#### Task goal
Pick out every line below that contains the string "brown" and copy each one in full. Case counts.

☆ ☆ ☆ ☆ ☆ ☆ ☆

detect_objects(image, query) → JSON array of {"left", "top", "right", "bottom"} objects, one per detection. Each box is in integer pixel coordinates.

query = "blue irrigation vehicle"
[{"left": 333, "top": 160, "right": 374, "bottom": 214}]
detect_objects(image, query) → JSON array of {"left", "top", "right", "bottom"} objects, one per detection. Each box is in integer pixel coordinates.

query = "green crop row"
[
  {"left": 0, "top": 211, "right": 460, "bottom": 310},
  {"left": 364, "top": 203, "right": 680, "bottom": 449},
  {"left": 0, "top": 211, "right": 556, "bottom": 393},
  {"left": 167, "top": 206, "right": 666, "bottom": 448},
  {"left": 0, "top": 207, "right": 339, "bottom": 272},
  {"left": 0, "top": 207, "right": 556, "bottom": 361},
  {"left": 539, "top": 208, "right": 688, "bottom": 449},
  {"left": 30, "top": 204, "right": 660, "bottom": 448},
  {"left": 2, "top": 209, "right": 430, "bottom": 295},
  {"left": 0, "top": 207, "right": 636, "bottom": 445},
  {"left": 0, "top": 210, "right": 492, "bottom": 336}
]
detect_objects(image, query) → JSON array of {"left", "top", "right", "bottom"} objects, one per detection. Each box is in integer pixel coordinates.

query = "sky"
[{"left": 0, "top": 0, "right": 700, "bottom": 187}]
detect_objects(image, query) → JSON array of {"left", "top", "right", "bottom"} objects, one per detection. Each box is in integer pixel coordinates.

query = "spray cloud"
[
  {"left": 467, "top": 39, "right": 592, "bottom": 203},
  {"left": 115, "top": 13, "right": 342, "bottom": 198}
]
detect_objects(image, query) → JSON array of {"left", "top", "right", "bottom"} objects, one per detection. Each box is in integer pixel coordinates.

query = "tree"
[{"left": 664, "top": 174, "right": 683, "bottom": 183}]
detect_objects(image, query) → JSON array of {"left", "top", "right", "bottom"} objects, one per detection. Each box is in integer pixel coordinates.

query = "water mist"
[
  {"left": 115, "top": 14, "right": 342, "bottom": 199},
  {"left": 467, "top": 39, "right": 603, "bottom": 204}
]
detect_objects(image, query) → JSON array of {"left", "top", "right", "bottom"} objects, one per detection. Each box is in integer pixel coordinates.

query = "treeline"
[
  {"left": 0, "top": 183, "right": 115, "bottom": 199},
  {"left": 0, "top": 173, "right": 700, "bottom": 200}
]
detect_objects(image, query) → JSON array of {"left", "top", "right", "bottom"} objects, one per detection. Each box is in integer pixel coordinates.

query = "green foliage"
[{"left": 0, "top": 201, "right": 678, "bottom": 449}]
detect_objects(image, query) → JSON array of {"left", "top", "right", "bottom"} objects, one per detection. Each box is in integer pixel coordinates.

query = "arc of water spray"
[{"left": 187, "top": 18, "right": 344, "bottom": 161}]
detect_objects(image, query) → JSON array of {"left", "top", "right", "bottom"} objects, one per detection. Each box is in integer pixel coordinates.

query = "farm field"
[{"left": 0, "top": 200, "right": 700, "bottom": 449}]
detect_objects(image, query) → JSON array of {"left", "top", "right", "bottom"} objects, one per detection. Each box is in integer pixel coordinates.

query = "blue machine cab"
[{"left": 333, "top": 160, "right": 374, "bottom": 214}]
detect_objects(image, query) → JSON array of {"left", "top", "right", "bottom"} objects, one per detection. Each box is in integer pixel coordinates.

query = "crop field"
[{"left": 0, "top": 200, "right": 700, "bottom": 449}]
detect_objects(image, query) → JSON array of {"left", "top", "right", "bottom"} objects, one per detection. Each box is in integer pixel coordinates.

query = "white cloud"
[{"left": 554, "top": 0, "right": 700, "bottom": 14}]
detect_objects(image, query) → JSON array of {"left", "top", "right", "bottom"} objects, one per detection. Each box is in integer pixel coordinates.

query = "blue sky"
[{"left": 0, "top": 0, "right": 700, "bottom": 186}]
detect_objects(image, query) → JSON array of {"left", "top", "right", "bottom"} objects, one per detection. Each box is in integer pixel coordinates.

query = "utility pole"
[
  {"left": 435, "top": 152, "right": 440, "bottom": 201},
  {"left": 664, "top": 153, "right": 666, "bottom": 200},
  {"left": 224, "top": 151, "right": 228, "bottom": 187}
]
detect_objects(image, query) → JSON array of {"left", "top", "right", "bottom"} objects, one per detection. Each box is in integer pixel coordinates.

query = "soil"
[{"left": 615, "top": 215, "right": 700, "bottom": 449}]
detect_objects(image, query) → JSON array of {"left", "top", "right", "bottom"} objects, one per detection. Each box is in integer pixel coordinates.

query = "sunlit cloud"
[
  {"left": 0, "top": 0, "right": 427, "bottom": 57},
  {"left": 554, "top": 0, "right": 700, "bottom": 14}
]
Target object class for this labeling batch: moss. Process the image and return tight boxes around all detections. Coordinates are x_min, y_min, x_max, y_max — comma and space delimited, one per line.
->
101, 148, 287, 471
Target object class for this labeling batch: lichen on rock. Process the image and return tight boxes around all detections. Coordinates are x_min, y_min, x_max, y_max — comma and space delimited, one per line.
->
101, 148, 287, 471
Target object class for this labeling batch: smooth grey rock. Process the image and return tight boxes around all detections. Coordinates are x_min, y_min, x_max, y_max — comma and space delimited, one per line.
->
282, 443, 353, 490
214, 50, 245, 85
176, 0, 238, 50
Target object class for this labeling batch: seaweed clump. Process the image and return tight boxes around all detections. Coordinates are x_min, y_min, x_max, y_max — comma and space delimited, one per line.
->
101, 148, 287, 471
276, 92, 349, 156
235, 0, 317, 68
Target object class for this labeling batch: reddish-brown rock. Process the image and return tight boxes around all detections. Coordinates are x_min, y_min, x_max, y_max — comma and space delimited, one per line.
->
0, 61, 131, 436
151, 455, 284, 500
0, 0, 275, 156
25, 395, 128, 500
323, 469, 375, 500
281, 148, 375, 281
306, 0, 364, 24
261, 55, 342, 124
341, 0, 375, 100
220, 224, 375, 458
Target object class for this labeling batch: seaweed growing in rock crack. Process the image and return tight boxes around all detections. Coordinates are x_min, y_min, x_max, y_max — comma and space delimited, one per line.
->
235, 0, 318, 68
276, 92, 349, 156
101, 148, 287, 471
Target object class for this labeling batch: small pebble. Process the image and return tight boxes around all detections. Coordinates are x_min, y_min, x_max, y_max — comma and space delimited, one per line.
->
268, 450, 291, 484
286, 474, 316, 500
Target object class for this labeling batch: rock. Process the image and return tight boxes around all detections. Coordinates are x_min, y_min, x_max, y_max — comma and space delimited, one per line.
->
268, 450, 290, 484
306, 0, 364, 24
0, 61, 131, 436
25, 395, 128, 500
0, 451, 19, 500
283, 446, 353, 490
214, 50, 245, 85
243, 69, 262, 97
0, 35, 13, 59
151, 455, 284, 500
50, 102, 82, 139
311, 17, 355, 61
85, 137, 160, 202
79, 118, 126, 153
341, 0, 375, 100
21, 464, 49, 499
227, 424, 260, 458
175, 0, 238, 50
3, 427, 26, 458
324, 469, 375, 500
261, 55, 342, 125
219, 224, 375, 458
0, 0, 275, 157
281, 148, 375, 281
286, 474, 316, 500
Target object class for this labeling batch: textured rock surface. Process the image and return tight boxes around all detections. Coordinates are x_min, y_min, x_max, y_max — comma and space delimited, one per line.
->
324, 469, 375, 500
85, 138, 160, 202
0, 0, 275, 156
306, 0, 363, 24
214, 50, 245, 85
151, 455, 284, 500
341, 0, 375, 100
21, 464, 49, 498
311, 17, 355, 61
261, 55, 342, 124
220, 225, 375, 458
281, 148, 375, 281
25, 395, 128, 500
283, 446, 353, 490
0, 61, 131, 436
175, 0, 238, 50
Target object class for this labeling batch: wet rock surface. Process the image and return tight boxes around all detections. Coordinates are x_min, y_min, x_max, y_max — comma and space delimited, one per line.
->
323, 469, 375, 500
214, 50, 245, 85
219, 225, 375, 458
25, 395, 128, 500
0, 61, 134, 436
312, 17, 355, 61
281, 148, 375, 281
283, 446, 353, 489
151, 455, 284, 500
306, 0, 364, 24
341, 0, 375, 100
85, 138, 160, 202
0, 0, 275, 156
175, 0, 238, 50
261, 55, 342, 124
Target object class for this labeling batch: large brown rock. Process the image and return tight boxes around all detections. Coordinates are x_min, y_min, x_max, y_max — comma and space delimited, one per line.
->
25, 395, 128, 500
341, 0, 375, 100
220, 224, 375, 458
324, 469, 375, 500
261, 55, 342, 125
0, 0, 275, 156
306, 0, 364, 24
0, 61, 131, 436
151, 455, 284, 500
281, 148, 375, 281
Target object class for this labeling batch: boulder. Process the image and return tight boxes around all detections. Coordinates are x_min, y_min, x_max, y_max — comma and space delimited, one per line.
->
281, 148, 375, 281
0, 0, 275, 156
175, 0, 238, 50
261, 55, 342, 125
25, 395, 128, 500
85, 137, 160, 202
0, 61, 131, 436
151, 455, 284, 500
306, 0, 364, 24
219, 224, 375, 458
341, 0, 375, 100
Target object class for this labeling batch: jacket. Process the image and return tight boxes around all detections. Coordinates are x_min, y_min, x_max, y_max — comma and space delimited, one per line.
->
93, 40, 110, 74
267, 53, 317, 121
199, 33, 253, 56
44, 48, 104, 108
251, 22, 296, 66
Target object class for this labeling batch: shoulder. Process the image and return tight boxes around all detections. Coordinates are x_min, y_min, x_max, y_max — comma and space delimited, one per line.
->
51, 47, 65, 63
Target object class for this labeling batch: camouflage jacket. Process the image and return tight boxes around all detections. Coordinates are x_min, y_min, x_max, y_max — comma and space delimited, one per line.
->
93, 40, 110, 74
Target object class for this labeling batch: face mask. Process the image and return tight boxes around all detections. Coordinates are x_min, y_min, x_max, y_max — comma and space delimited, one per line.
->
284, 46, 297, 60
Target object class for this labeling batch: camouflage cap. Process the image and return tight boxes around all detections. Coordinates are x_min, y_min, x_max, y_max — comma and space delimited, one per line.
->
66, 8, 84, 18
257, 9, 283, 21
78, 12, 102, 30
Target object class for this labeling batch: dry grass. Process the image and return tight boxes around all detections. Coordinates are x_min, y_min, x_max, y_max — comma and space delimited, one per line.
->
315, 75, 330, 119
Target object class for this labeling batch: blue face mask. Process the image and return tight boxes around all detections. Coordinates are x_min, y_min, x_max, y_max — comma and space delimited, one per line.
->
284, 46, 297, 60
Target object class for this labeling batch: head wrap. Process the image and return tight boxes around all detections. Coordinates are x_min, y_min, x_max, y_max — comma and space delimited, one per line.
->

☆ ☆ ☆ ☆ ☆ ☆ ☆

#### Exercise output
Target object class for this labeling batch: reddish-brown rock. Process the image and return tight boxes around all detections. Coordinates are x_min, y_min, x_max, y_max — comma and space delimited, one per line.
Target object class for this labeling batch: large brown rock. Process the image and return tight boxes around all detections. Coordinates are x_min, y_min, x_max, y_max — comma and space delimited, one per line.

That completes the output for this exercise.